→ EXERCISE MATERIAL

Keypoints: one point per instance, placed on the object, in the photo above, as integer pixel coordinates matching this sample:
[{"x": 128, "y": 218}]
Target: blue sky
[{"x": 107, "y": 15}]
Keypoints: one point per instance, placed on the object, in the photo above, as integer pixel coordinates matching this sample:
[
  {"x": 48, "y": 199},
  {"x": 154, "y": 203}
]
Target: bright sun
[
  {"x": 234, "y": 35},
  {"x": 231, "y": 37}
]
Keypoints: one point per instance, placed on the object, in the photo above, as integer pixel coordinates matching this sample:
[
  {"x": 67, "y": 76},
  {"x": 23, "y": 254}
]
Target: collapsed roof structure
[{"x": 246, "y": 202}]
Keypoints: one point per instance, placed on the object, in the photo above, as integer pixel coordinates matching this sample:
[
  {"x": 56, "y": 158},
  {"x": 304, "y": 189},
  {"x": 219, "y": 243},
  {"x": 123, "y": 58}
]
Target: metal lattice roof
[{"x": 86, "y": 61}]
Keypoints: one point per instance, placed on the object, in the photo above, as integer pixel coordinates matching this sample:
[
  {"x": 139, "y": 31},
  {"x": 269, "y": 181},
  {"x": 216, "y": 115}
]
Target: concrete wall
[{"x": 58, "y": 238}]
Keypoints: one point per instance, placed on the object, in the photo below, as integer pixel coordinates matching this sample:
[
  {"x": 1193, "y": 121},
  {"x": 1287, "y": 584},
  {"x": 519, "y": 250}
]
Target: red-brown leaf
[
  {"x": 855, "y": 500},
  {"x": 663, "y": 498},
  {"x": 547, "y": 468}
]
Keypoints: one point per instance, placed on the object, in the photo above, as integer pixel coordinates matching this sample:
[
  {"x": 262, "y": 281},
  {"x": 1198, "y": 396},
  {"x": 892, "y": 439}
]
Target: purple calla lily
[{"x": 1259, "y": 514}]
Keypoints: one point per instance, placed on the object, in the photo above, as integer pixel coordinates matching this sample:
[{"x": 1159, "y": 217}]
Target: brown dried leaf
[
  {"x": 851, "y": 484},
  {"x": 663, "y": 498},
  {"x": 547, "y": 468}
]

→ TASK DETAILS
Starting with the line that contains "photo below, as", print each line through the last one in the listing. Include both end lines and add nothing.

→ SOLUTION
Keypoints: one point per instance, placed on the object, in the photo below, as integer pixel coordinates matching this sample:
[
  {"x": 1193, "y": 121},
  {"x": 1287, "y": 584},
  {"x": 519, "y": 250}
]
Target: red-brown leaf
[
  {"x": 855, "y": 500},
  {"x": 663, "y": 498},
  {"x": 547, "y": 468}
]
Keypoints: one point per instance, placed on the object, in the photo above, as integer pixel coordinates matching this sample:
[
  {"x": 262, "y": 281},
  {"x": 1198, "y": 396},
  {"x": 892, "y": 439}
]
Target: purple calla lily
[{"x": 1259, "y": 514}]
Keypoints: one point per instance, placed on the object, in the photo above, as integer pixel coordinates matching this sample:
[{"x": 1159, "y": 217}]
Target: brown dried leaf
[
  {"x": 851, "y": 484},
  {"x": 663, "y": 498},
  {"x": 547, "y": 468}
]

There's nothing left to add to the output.